### Yapılacak görevler
**1)** Aşı anketi haberine göre şu soruları yanıtlayın:
(a) Joe Biden, 4 Temmuz'a kadar nüfusun yüzde kaçının en az bir doz aşı olmasını hedeflemişti?
(b) Amerikalılar arasında kesinlikle aşı olmayacağını söyleyenlerin oranı yüzde kaç?
(c) Aşıya karşı olanların yüzde kaçı Demokrat?
**2)** Aşı anketi haberinde aşıyı reddedenler arasındaki payı verilen bütün grupları sıralayın.
**3)** Lütfen aşı anketi haberini kaldığı yerden sürdürün.

### Verilen metin
Amerika’da Corona virüsü aşısını “kesinlikle olmayacağını” söyleyenlerin büyük bir çoğunluğu beyazlardan ve Cumhuriyetçiler’den oluşuyor.
Kaiser Aile Vakfı’nın (KFF) bir anketinin sonuçlarına göre, henüz aşı olmayan Amerikalılar arasında bir süre bekleyip, aşı olanlarda bir sorun olmadığından emin olmak isteyenler ise ağırlıklı olarak Siyah ve Latin.
Başkan Joe Biden, Amerika’nın Bağımsızlık Günü olarak kutlanan 4 Temmuz’a kadar ülke nüfusunun yüzde 70’inin en az bir doz aşı olmasını hedeflemişti.
Ancak şu ana kadar ülkedekilerin üçte biri henüz hiç Corona aşısı olmadı ve bu kişilerin kararı, ırk ve siyasi görüşe bağlı olarak değişiyor.
Aşı karşıtları arasında beyazların oranı yüzde 69
Amerikalılar arasında kesinlikle aşı olmayacağını söyleyenlerin oranı yüzde 14. Ancak bu gruptakilerin yüzde 69’unun beyaz olması dikkat çekiyor. Aşıyı tamamen reddedenler arasında Siyahlar’ın oranı 7, Latinler’in ise yüzde 12. Aşıya karşı olanların yüzde 58’inin Cumhuriyetçi olduğu da anket sonuçlarında göze çarpan ayrıntılar arasında. Demokratlar ise bu grubun yüzde 18’ini oluşturuyor.

[Doğal dilde bölge tanımları]

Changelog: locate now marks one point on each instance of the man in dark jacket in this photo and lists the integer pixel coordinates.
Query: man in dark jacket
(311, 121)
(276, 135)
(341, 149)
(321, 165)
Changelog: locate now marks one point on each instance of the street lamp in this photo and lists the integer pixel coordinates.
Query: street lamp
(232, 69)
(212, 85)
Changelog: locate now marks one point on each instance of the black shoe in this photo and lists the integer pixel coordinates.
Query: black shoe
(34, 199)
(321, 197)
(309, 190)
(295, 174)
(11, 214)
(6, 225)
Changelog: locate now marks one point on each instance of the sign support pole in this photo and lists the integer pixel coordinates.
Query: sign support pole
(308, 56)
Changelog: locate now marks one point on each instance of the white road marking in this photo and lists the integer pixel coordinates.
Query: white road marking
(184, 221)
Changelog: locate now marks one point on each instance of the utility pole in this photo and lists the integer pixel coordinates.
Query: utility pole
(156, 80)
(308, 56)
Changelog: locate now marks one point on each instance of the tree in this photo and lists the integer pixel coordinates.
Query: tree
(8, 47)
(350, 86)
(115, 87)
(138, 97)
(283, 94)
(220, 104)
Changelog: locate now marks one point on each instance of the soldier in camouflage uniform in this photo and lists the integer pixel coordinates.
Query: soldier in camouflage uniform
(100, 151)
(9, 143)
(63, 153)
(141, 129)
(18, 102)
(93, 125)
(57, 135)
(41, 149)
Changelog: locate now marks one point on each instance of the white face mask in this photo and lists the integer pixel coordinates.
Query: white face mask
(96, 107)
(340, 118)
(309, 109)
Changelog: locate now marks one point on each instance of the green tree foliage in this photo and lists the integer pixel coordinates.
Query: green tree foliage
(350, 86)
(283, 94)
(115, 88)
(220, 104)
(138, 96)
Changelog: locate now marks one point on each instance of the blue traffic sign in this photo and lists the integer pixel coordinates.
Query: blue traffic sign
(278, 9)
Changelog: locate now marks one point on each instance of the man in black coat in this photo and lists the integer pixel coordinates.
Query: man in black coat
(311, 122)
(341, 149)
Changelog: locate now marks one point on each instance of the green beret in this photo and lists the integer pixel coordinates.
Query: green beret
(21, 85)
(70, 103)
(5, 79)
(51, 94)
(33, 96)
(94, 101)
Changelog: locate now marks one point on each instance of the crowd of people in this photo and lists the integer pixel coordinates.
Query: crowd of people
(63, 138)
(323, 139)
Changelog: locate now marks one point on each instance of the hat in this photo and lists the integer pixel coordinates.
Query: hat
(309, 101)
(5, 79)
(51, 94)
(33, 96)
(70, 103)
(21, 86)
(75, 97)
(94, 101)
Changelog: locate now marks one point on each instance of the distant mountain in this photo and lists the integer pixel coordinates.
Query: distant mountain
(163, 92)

### Sırayla sonuçlar
**1)**
(a) Yüzde 70
(b) Yüzde 14
(c) Yüzde 18

**2)** Beyazlar, Siyahlar, Latinler, Cumhuriyetçiler, Demokratlar

**3)**
KFF’nin Toplumsal Görüş ve Anket Araştırmaları biriminden sorumlu direktörü Liz Hamel, “Pandeminin başlangıcından bu yana sadece aşıyla ilgili değil, Corona virüsüne bakış açısında bile siyasi görüş ayrılıkları gördük” diyor.
Eski Başkan Donald Trump’ın görevdeyken yaptığı açıklamalarda, medyanın pandeminin ciddiyetini abarttığına yönelik iddialarda bulunduğunu hatırlatan Hamel, Cumhuriyetçiler’in bu tür iddialara Demokratlar’a kıyasla daha fazla inandığını söylüyor ve ekliyor: “Pandeminin abartıldığını düşünenlerin aşı olmak istememe olasılığı çok daha fazla.”
Aşı olmak istemeyenlerin yarısından fazlası buna ihtiyaçları olmadığı görüşünde.
KFF’nin anketine katılanların yüzde 10’u, aşı olmadan önce bir süre beklemeyi tercih ediyor.
‘Bekleyip görmek isteyenler’ arasında ise Siyah olanların oranı yüzde 18, Latinler’in yüzde 22. Kesinlikle aşı olmak istemeyen Siyahlar katılımcıların yüzde 7’sini, Latinler yüzde 12’sini oluşturuyor.
Araştırmalar ayrıca aşıya ‘kesinlikle karşı’ olanların oranında bir değişiklik olmadığını ancak ‘bekleyip görmeyi tercih edenlerin’ oranının Aralık ayından bu yana düştüğünü gösteriyor.
Uzmanlar, henüz aşı olmayanlara ulaşmanın zor olduğunu ancak aşı programı aynı hızla devam ettiğinden aşı olanların sayısındaki artışın da devam edeceğini umuyor.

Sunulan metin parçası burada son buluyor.